§ **Stated goal**
Turn the rows below into a numbered list, covering only the lines from the line with "Target: <item>man's face mask</item>" through the end of the rows. Leave out any blank lines.

— start Supplied information —

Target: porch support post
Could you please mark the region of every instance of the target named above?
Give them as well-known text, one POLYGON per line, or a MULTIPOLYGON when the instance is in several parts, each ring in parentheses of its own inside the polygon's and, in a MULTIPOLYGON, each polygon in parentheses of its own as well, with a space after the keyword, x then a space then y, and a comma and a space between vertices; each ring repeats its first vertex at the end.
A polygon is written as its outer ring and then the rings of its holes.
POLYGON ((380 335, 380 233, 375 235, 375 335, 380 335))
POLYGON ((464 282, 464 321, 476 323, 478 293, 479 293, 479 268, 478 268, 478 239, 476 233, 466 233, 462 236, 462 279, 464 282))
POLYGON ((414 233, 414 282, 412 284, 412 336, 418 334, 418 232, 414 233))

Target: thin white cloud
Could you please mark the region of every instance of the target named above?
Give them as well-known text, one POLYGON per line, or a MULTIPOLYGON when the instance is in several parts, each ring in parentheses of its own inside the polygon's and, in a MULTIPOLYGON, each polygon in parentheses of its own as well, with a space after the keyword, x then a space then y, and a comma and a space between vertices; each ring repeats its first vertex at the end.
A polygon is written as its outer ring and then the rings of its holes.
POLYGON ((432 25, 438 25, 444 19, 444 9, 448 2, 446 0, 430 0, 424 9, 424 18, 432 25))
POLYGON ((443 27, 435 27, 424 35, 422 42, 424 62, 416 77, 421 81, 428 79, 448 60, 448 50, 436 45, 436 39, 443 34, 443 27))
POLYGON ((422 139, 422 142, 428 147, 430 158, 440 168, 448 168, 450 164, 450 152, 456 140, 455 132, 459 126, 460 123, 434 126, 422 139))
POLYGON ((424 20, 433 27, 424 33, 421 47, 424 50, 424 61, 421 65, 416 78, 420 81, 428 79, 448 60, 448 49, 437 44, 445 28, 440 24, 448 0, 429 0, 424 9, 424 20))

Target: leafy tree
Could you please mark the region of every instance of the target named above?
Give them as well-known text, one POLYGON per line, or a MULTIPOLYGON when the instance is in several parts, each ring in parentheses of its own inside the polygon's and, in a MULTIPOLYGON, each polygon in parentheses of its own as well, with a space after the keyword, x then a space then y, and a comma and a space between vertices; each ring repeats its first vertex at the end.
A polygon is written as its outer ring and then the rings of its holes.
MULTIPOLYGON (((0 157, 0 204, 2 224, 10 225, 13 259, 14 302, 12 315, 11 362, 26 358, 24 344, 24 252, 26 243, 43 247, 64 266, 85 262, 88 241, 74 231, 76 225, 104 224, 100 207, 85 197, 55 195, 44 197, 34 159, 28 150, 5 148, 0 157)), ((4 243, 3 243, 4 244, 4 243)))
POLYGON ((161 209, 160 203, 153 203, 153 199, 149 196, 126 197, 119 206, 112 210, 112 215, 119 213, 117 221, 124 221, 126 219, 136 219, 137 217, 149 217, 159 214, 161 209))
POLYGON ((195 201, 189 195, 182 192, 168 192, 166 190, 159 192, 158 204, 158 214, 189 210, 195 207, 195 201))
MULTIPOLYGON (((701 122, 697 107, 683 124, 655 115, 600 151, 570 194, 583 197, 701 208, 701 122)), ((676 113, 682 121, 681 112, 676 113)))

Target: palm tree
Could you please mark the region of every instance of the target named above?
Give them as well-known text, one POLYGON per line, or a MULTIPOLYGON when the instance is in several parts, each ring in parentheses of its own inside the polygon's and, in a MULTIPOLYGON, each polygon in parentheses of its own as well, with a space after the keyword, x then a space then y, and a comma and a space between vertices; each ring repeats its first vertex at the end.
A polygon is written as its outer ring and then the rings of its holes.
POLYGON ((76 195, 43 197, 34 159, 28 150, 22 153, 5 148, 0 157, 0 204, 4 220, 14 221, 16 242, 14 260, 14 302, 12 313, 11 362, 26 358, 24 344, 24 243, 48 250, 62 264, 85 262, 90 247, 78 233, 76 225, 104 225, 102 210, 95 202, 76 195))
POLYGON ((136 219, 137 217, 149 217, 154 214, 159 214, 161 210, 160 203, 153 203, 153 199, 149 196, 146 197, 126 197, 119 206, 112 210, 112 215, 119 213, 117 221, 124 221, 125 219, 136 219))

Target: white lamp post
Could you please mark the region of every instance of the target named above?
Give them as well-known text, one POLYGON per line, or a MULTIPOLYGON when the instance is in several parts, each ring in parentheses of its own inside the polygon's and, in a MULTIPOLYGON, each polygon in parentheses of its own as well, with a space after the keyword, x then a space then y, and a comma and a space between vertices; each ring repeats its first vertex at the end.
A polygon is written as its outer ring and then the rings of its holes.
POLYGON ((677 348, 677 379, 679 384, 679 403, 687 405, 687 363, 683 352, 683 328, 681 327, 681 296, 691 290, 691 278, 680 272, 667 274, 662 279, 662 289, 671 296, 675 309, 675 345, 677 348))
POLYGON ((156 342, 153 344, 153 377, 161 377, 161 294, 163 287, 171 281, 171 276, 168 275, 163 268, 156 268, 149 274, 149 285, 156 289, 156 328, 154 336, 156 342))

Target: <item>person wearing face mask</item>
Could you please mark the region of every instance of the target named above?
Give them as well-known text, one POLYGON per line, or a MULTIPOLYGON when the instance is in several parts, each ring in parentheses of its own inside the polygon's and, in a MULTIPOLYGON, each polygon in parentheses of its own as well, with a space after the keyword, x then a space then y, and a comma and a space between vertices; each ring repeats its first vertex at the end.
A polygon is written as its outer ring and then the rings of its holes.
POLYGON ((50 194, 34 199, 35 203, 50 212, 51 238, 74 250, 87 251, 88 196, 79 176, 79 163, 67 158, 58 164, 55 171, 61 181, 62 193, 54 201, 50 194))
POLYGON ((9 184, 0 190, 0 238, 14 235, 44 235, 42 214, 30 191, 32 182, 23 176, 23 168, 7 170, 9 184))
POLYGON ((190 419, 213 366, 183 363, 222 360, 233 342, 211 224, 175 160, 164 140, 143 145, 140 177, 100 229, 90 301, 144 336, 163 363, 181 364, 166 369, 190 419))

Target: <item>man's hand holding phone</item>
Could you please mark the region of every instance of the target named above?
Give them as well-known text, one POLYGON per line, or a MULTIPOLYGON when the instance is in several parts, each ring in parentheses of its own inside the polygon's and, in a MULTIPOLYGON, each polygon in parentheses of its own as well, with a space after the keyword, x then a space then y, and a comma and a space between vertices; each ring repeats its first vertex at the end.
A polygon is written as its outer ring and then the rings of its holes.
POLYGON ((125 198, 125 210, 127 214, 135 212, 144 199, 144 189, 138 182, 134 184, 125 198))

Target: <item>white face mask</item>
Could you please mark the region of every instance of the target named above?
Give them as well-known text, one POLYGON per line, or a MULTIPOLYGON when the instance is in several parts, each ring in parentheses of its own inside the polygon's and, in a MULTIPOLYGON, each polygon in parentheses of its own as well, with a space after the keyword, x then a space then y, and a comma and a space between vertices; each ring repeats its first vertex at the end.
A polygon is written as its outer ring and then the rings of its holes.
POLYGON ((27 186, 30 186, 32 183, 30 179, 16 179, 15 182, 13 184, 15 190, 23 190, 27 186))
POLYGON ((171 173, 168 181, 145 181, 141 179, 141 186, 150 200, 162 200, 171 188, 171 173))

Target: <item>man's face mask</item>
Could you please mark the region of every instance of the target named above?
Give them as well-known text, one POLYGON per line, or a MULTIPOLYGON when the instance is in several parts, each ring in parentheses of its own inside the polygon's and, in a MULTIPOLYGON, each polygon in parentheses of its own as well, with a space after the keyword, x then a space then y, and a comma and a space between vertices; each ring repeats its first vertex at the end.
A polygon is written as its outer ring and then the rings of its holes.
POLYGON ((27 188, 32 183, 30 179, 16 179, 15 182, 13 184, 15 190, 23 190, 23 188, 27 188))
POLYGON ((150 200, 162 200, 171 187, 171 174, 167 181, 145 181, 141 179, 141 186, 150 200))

— end Supplied information —

§ **Completed task**
1. Target: <item>man's face mask</item>
2. Could you please mark the region of every instance of the target named above?
3. Give them as well-known text, one POLYGON per line, or a MULTIPOLYGON when the instance is in several parts, each ring in parentheses of its own inside the polygon's and, in a MULTIPOLYGON, each polygon in parentheses of its own as well, with a space after the keyword, x then a space then y, and a comma and a space between vertices; each ring repeats its first vertex at the end.
4. A polygon is written as its outer ring and then the rings of its holes.
5. POLYGON ((27 188, 32 183, 30 179, 16 179, 15 182, 13 184, 15 190, 23 190, 23 188, 27 188))
6. POLYGON ((150 200, 162 200, 171 187, 171 174, 167 181, 145 181, 141 179, 141 186, 150 200))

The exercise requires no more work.